Obiettivo. Prosegui il testo sulle trivellazioni nei mari italiani, riprendendo subito dopo l'ultima frase riportata.

Testo da leggere.
▼▼▼
Anche i nostri dirimpettai stanno rinunciando alle estrazioni e alle trivelle. Il Primo Ministro Croato Tihomir Oreskovic ha annunciato di recente – spiega Paolo Tosato - una moratoria delle perforazioni.
 I NoTriv pugliesi hanno chiesto al governo montenegrino, oltre a quello italiano, di bloccare ogni attività di ricerca per evidenti rischi ambientali e per il pericolo di intercettare ordigni inesplosi risalenti alla 2° guerra mondiale e a quella del Kosovo. I mari italiani - ricorda Tosato - sono mari “chiusi” e un incidente anche di piccole dimensioni potrebbe mettere a repentaglio tutto questo. Un eventuale incidente nei pozzi petroliferi offshore e o durante il trasporto di petrolio, sarebbe fonte di danni incalcolabili. Per non parlare degli effetti immediati e a lungo termine sull’ambiente, sulla qualità della vita e le gravi ripercussioni sull’economia turistica e della pesca”.

L’aumento delle estrazioni di gas e petrolio nei nostri mari non è in alcun modo direttamente collegato al soddisfacimento del fabbisogno energetico nazionale. Gli idrocarburi presenti in Italia appartengono al patrimonio dello Stato, ma lo Stato dà in concessione a società private, per lo più straniere, la possibilità di sfruttare i giacimenti esistenti. Questo significa che le società private divengono proprietarie di ciò che viene estratto e possono disporne come meglio credano: portarlo via o magari rivendercelo. Allo Stato esse sono tenute a versare solo un importo corrispondente al 7% del valore della quantità di petrolio estratto o al 10% del valore della quantità di gas estratto. Non tutta la quantità di petrolio e gas estratto è però soggetta a Royalty.
▲▲▲
Voci elencate.
▼▼▼
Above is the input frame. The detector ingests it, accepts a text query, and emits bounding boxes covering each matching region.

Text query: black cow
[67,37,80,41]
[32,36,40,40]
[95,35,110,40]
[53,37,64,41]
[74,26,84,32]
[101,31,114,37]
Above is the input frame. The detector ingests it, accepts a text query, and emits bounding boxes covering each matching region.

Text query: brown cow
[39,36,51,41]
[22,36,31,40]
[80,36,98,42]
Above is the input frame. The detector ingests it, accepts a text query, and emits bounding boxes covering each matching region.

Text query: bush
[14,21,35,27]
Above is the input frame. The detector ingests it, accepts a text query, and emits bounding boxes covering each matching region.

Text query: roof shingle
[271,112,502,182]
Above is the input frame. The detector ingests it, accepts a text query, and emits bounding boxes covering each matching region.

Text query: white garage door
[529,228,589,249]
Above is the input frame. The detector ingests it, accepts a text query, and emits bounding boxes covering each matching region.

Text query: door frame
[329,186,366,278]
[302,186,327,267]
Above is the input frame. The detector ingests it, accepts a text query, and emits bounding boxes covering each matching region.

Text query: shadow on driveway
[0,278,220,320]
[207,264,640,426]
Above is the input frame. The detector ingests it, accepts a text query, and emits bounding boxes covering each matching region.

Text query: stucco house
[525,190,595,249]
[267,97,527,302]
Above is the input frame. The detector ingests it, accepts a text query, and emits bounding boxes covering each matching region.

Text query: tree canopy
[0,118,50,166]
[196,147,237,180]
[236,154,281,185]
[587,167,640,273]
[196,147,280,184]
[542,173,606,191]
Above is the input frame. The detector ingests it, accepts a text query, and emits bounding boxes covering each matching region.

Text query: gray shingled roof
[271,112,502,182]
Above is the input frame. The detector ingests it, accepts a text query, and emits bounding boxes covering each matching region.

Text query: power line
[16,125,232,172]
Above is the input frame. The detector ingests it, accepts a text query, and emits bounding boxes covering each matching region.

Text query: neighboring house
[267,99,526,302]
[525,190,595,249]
▲▲▲
Risposta all'esercizio.
Le società petrolifere non versano niente alle casse dello Stato per le prime 50.000 tonnellate di petrolio e per i primi 80 milioni di metri cubi di gas estratti ogni anno e godono di un sistema di agevolazioni e incentivi fiscali tra i più favorevoli al mondo.
Nell’ultimo anno dalle Royalty provenienti da tutti gli idrocarburi estratti sono arrivati alle casse dello Stato solo 340 milioni di euro.

Secondo le ultime stime del Ministero dello Sviluppo Economico effettuate sulle riserve certe e a fronte dei consumi annui nel nostro Paese, anche qualora le estrazioni petrolifere e di gas fossero collegate al fabbisogno energetico nazionale, le risorse rinvenute sarebbero comunque esigue e del tutto insufficienti. Considerando tutto il petrolio presente sotto il mare italiano, questo sarebbe appena sufficiente a coprire il fabbisogno nazionale di greggio per 8 settimane.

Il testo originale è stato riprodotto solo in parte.